**Text section**
════════

2nd Sultan of Ahmadnagar
- Reign: 1509 – 30 December 1553
- Predecessor: Malik Ahmad Nizam Shah I
- Successor: Hussain Nizam Shah I
- Born: 1502
- Died: 30 December 1553 (aged 50–51)
- Spouse: Bibi Amina Bibi Mariam
- Issue: Hussain Nizam Shah I; Abdul Qadir; Muhammad Khudabanda; Miran Muhammad Baqir; Shah Ali; Shah Haidar;
- House: Nizam Shahi Dynasty
- Father: Malik Ahmad Nizam Shah I
- Religion: Sunni Islam (untill 1538) Twelver Shi'ism

= Burhan Nizam Shah I =

Sultan of Ahmadnagar from 1509 to 1553

Burhan Nizam Shah I (c. 1502 – 30 December 1553) was ruler of the Ahmednagar Sultanate, in Deccan. He ascended the throne on the death of his father Ahmad Nizam Shah I in 1508 or 1510 when he was seven years old. He died in 1553 and was succeeded by Hussain Nizam Shah I.

════════

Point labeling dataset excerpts

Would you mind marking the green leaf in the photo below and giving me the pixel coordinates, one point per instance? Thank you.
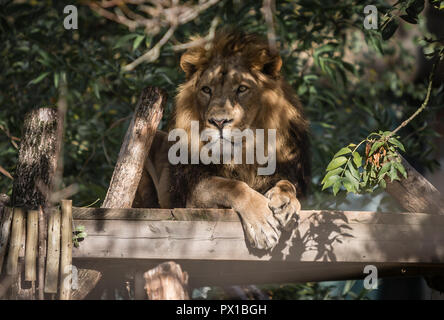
(138, 41)
(415, 8)
(409, 19)
(382, 183)
(352, 180)
(401, 169)
(330, 181)
(389, 29)
(56, 80)
(81, 235)
(39, 78)
(375, 146)
(80, 228)
(336, 171)
(357, 159)
(392, 174)
(385, 167)
(354, 171)
(336, 162)
(336, 187)
(341, 152)
(397, 143)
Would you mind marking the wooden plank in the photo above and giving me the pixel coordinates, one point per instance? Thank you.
(121, 214)
(42, 253)
(86, 279)
(31, 245)
(336, 236)
(53, 255)
(18, 226)
(416, 193)
(66, 251)
(5, 231)
(135, 148)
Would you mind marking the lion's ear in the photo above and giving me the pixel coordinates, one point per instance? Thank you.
(268, 63)
(273, 67)
(190, 61)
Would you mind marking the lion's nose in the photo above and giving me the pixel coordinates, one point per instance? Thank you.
(220, 123)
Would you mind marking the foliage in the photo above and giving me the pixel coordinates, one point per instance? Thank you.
(330, 59)
(79, 235)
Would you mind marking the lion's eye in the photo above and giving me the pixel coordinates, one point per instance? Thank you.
(242, 89)
(206, 90)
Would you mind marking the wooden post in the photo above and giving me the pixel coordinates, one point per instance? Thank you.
(66, 251)
(42, 253)
(133, 153)
(416, 193)
(31, 245)
(16, 241)
(86, 279)
(37, 162)
(167, 281)
(5, 227)
(36, 167)
(135, 149)
(53, 256)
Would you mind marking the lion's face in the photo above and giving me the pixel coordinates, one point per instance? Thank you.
(227, 95)
(234, 84)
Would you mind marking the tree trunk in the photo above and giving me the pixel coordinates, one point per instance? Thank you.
(417, 194)
(133, 153)
(135, 149)
(167, 281)
(37, 162)
(36, 167)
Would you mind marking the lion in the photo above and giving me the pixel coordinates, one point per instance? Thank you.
(235, 82)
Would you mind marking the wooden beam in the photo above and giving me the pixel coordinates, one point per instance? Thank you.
(135, 148)
(326, 245)
(167, 281)
(66, 251)
(416, 193)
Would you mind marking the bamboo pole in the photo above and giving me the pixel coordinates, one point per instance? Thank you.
(53, 256)
(16, 241)
(66, 251)
(31, 245)
(167, 281)
(42, 253)
(5, 230)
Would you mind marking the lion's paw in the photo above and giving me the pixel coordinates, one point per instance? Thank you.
(260, 226)
(284, 205)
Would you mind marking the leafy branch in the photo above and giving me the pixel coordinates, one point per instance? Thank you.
(382, 160)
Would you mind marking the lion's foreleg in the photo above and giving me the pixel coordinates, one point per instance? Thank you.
(260, 226)
(284, 203)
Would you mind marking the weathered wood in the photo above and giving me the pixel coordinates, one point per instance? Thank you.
(53, 255)
(42, 253)
(66, 251)
(135, 149)
(18, 221)
(5, 230)
(121, 214)
(167, 281)
(37, 159)
(31, 245)
(341, 236)
(416, 193)
(86, 279)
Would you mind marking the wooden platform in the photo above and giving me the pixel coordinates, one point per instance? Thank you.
(210, 245)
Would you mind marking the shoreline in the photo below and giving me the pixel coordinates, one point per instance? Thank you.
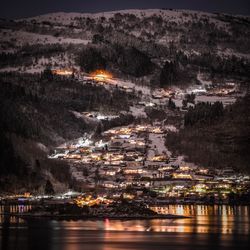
(96, 217)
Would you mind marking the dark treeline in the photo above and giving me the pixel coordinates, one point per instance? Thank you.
(216, 137)
(40, 109)
(203, 113)
(129, 61)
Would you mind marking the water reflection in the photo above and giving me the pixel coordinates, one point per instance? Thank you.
(211, 226)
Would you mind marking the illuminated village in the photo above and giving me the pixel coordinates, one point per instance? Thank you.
(133, 162)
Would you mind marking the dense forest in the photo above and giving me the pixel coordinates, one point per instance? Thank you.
(36, 113)
(214, 136)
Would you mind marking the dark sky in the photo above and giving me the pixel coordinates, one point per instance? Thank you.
(26, 8)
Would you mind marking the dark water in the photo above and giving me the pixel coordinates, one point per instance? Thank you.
(210, 227)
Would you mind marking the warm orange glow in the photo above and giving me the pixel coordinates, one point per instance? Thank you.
(63, 72)
(101, 75)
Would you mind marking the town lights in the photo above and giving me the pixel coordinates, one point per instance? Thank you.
(101, 75)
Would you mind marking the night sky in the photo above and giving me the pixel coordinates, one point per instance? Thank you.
(26, 8)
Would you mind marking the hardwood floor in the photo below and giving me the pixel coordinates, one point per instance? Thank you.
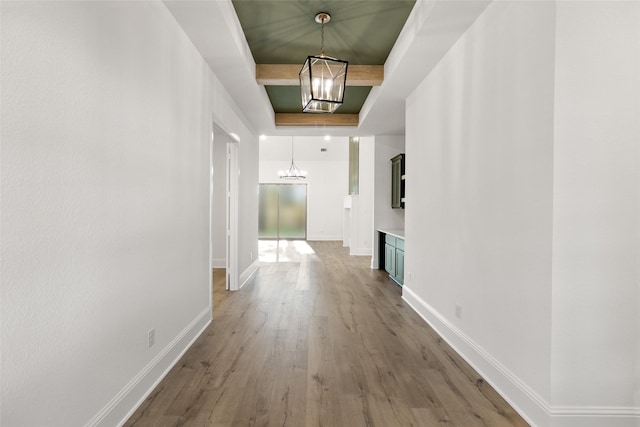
(322, 340)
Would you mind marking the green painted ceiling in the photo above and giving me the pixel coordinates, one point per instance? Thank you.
(284, 32)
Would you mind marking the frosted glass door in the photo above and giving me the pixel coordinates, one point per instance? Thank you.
(283, 211)
(268, 208)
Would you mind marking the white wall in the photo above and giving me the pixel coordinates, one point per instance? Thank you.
(596, 277)
(219, 199)
(524, 209)
(327, 179)
(386, 147)
(362, 232)
(479, 147)
(106, 129)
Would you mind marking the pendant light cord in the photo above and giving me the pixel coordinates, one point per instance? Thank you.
(322, 39)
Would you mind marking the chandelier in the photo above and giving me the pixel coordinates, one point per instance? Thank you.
(293, 172)
(322, 78)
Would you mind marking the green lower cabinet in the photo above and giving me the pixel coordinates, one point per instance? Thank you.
(399, 266)
(390, 259)
(394, 258)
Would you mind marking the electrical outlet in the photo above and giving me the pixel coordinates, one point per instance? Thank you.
(151, 338)
(458, 312)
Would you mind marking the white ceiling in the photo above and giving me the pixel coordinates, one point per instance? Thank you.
(432, 28)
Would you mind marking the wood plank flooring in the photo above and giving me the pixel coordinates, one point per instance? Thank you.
(320, 340)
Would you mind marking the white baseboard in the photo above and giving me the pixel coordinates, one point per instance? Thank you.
(124, 404)
(248, 272)
(531, 406)
(219, 263)
(360, 251)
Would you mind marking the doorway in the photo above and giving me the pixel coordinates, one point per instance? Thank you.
(224, 207)
(282, 212)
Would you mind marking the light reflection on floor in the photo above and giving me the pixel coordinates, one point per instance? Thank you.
(283, 250)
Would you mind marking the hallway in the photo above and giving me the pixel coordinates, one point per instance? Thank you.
(322, 341)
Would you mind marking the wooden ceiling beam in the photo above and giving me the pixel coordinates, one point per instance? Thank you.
(287, 75)
(310, 119)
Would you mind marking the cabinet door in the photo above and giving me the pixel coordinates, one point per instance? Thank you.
(399, 266)
(390, 259)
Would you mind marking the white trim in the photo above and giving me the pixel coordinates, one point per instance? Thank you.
(531, 406)
(124, 404)
(219, 263)
(360, 251)
(324, 238)
(248, 272)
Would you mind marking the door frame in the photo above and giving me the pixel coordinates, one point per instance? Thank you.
(230, 189)
(306, 209)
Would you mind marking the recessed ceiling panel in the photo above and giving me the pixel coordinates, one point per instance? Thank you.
(284, 31)
(286, 99)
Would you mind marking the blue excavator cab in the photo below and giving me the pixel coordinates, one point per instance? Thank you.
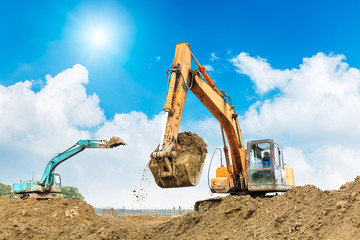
(50, 181)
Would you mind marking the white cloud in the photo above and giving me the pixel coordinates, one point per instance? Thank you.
(261, 73)
(38, 125)
(209, 68)
(40, 121)
(314, 116)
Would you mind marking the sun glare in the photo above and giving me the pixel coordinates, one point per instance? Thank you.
(99, 38)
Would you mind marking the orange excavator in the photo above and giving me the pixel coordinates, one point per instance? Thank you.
(258, 170)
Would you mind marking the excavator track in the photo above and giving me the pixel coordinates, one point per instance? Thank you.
(205, 205)
(42, 196)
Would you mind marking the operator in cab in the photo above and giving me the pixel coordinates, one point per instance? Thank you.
(266, 160)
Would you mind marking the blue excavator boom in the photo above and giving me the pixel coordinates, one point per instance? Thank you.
(50, 181)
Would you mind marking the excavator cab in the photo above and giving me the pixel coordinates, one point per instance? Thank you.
(56, 185)
(265, 167)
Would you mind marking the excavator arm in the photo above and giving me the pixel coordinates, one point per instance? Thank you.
(182, 78)
(47, 180)
(48, 176)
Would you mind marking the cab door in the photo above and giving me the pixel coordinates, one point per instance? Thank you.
(278, 165)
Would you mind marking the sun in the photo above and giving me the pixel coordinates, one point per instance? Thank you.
(98, 37)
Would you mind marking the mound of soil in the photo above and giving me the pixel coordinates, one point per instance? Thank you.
(191, 142)
(301, 213)
(60, 219)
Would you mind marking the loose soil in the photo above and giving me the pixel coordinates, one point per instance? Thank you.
(301, 213)
(188, 164)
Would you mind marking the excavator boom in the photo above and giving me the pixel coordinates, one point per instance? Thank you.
(182, 78)
(246, 172)
(46, 184)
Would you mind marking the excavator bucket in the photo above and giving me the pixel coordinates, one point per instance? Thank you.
(115, 141)
(182, 165)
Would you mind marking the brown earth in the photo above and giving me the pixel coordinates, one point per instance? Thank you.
(66, 219)
(190, 156)
(301, 213)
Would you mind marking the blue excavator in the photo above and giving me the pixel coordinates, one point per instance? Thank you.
(49, 187)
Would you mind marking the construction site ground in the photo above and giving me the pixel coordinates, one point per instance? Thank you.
(302, 213)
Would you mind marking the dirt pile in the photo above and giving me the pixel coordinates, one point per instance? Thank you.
(59, 219)
(184, 169)
(301, 213)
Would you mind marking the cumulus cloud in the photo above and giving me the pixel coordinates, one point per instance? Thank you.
(315, 115)
(40, 124)
(32, 120)
(261, 73)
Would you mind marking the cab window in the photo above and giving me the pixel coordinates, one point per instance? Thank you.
(260, 156)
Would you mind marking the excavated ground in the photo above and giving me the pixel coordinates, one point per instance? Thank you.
(301, 213)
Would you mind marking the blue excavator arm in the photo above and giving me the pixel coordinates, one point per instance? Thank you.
(48, 177)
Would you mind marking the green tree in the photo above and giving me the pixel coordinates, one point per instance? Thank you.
(71, 192)
(5, 190)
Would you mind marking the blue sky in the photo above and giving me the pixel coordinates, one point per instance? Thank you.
(291, 68)
(37, 40)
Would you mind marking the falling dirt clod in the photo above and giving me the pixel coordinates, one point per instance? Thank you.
(187, 165)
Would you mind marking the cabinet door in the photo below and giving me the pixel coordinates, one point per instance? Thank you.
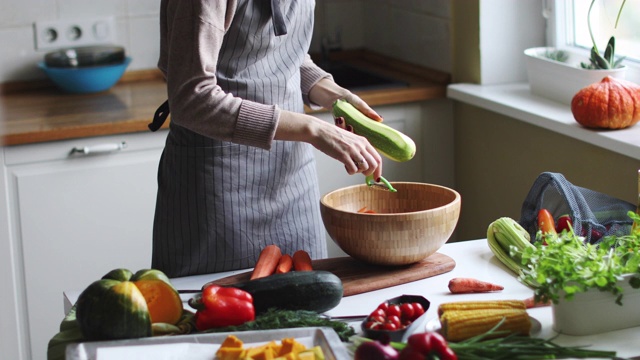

════════

**Written problem 1**
Reproduce the Burhan Nizam Shah I text from "- Spouse: Bibi" to "Nizam Shah I.", switching "Deccan" to "the Deccan Plateau".
**Written problem 2**
According to the Burhan Nizam Shah I text, how old was he when he ascended the throne?

**Right answer 1**
- Spouse: Bibi Amina Bibi Mariam
- Issue: Hussain Nizam Shah I; Abdul Qadir; Muhammad Khudabanda; Miran Muhammad Baqir; Shah Ali; Shah Haidar;
- House: Nizam Shahi Dynasty
- Father: Malik Ahmad Nizam Shah I
- Religion: Sunni Islam (untill 1538) Twelver Shi'ism

= Burhan Nizam Shah I =

Sultan of Ahmadnagar from 1509 to 1553

Burhan Nizam Shah I (c. 1502 – 30 December 1553) was ruler of the Ahmednagar Sultanate, in the Deccan Plateau. He ascended the throne on the death of his father Ahmad Nizam Shah I in 1508 or 1510 when he was seven years old. He died in 1553 and was succeeded by Hussain Nizam Shah I.

**Right answer 2**
Seven years old.